▸ **What to work on**: Show every line in the records below that contains the word "dirt".

Dataset excerpts
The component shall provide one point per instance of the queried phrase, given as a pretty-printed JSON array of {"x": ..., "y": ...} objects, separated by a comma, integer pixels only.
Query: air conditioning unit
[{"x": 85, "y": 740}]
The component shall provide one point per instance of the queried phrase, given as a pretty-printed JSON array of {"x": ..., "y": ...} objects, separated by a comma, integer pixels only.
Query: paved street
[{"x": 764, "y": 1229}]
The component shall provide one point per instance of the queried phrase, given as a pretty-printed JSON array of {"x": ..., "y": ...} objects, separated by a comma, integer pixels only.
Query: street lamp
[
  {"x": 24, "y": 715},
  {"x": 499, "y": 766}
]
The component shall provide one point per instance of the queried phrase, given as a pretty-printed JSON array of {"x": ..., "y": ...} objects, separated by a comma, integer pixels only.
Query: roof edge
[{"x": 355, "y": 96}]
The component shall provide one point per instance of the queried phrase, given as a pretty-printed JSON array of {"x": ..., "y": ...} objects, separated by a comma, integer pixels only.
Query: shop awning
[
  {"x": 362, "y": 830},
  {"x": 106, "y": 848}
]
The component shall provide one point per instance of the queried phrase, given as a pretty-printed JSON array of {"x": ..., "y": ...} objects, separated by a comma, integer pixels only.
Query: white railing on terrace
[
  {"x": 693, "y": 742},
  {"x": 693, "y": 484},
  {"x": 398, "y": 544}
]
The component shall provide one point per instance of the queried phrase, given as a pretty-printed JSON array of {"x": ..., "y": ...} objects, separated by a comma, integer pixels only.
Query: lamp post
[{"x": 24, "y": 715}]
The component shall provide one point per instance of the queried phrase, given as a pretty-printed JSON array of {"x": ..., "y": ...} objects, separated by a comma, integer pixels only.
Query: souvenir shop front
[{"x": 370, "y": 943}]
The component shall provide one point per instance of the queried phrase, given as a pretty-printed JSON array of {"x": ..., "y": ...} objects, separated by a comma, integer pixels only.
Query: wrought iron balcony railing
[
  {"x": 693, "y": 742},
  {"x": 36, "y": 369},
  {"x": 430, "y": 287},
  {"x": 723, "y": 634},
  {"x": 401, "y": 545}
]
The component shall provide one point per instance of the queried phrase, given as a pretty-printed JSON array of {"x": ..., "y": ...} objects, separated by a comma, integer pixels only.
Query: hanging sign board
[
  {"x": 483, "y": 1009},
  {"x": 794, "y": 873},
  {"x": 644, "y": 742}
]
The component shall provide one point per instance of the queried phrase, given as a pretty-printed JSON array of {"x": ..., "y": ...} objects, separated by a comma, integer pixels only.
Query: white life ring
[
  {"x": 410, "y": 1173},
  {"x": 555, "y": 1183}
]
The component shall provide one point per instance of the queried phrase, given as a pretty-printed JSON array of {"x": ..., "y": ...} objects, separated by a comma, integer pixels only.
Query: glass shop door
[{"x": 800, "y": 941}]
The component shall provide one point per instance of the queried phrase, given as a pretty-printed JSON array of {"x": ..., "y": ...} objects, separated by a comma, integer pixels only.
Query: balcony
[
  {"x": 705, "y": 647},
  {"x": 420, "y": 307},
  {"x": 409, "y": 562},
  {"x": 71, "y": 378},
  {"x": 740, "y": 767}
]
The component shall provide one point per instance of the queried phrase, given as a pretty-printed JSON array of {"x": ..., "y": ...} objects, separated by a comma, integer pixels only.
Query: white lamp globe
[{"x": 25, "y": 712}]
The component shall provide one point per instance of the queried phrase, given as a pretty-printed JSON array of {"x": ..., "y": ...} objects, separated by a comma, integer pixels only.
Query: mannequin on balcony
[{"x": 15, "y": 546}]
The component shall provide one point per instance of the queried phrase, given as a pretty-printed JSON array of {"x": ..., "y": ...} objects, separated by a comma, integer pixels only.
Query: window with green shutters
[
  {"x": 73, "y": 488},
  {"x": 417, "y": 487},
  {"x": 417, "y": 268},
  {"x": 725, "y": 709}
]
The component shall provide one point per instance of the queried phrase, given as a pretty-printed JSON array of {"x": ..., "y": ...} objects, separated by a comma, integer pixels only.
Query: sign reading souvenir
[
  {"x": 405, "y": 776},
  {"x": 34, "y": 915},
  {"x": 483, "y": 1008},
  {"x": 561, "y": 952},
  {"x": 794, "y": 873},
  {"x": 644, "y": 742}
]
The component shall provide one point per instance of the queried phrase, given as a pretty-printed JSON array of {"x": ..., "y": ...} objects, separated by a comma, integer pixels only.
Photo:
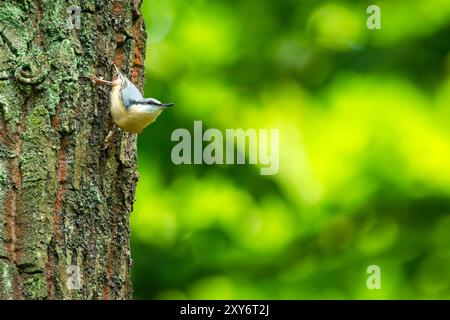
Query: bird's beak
[
  {"x": 166, "y": 105},
  {"x": 119, "y": 74}
]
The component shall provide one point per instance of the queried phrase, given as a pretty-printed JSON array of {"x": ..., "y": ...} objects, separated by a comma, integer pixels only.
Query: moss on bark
[{"x": 63, "y": 199}]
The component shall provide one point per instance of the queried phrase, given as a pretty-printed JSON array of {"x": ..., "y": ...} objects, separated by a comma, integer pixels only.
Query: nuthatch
[{"x": 129, "y": 109}]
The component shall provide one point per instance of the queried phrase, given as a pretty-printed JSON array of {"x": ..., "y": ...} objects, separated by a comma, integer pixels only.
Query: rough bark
[{"x": 63, "y": 199}]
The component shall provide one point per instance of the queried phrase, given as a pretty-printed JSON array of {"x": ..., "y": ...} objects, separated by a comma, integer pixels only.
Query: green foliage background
[{"x": 364, "y": 151}]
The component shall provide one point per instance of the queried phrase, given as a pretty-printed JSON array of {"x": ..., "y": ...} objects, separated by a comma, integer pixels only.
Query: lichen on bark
[{"x": 64, "y": 201}]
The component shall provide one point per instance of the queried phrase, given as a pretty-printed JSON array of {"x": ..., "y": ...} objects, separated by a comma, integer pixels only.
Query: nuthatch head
[{"x": 129, "y": 109}]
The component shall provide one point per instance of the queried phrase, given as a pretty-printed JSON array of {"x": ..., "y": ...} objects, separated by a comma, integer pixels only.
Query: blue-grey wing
[{"x": 130, "y": 94}]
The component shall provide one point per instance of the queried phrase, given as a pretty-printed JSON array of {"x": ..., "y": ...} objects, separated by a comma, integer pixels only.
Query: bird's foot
[
  {"x": 99, "y": 80},
  {"x": 108, "y": 141}
]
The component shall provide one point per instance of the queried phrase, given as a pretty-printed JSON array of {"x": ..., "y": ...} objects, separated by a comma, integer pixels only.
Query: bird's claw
[{"x": 98, "y": 80}]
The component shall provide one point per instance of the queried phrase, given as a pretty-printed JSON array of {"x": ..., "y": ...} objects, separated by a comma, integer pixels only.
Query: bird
[{"x": 130, "y": 111}]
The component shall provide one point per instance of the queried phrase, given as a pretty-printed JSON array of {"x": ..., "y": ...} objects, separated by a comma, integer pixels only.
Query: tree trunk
[{"x": 64, "y": 201}]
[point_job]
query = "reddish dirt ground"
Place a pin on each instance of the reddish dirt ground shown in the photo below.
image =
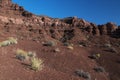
(32, 30)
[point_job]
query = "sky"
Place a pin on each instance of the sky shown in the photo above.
(96, 11)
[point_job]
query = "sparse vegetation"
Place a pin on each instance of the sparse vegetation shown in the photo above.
(36, 64)
(70, 47)
(10, 41)
(83, 74)
(50, 43)
(57, 50)
(82, 43)
(95, 56)
(99, 69)
(107, 45)
(21, 54)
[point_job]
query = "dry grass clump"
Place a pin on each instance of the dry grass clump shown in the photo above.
(9, 41)
(34, 62)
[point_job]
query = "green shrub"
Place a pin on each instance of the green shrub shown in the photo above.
(21, 54)
(10, 41)
(50, 43)
(83, 74)
(36, 64)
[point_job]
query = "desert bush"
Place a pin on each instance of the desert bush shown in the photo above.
(31, 54)
(82, 43)
(99, 69)
(83, 74)
(36, 64)
(50, 43)
(56, 50)
(21, 54)
(68, 44)
(10, 41)
(95, 56)
(113, 50)
(107, 45)
(70, 47)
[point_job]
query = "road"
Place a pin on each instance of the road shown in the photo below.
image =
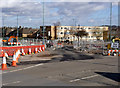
(69, 68)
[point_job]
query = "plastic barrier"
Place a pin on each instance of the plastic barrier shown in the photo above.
(113, 51)
(10, 50)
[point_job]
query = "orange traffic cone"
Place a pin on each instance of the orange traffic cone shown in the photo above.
(29, 51)
(17, 55)
(4, 65)
(23, 53)
(119, 52)
(14, 60)
(36, 50)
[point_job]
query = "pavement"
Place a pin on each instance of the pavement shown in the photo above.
(63, 67)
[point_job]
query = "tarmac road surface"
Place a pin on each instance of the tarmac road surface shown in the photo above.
(69, 68)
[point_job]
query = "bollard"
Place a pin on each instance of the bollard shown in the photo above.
(108, 52)
(119, 53)
(36, 50)
(14, 60)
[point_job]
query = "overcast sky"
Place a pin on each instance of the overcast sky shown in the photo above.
(30, 13)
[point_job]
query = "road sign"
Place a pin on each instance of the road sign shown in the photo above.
(115, 45)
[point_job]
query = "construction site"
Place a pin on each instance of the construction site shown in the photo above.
(57, 54)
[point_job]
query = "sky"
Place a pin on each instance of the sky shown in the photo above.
(69, 13)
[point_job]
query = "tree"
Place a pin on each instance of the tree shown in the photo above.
(98, 33)
(80, 34)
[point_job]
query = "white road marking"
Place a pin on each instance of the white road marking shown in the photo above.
(83, 78)
(11, 83)
(89, 77)
(23, 68)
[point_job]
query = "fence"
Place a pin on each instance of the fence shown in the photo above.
(10, 50)
(91, 46)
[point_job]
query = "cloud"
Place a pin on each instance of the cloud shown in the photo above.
(31, 13)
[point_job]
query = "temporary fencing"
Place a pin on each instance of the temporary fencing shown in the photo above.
(23, 49)
(4, 64)
(16, 51)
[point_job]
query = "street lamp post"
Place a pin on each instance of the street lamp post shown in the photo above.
(17, 30)
(110, 22)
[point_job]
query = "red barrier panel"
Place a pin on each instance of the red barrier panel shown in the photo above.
(10, 50)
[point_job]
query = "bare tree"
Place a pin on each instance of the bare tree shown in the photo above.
(80, 34)
(98, 33)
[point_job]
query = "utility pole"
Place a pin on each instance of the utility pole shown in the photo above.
(17, 30)
(110, 22)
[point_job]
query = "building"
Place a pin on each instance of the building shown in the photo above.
(63, 33)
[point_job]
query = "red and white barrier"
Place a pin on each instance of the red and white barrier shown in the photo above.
(4, 65)
(14, 60)
(13, 43)
(30, 51)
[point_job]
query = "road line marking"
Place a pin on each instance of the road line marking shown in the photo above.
(89, 77)
(83, 78)
(23, 68)
(11, 83)
(74, 80)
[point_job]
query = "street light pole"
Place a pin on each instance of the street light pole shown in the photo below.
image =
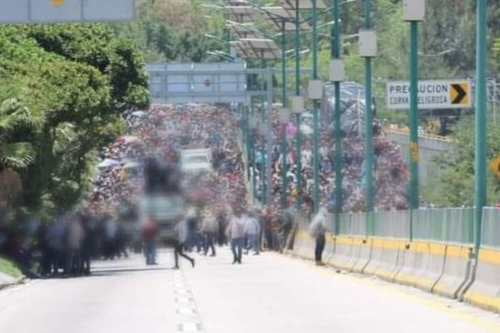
(414, 146)
(316, 107)
(336, 54)
(481, 117)
(414, 12)
(284, 148)
(368, 54)
(297, 93)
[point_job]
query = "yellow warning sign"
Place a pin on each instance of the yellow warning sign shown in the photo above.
(58, 3)
(495, 167)
(460, 93)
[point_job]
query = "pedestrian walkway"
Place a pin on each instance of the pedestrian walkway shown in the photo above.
(269, 293)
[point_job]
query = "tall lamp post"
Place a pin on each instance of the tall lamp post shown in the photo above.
(297, 103)
(368, 50)
(284, 118)
(337, 75)
(481, 117)
(315, 93)
(414, 12)
(253, 125)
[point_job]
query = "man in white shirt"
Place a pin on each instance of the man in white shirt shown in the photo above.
(236, 233)
(253, 232)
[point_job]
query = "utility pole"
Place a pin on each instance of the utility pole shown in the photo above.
(314, 94)
(297, 94)
(481, 117)
(368, 50)
(284, 143)
(337, 75)
(414, 12)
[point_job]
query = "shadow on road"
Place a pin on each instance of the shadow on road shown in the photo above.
(111, 272)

▸ **Result of the exercise**:
query = "reddish dirt ground"
Place a pin on each instance of the reddish dirt ground shown in the photo below.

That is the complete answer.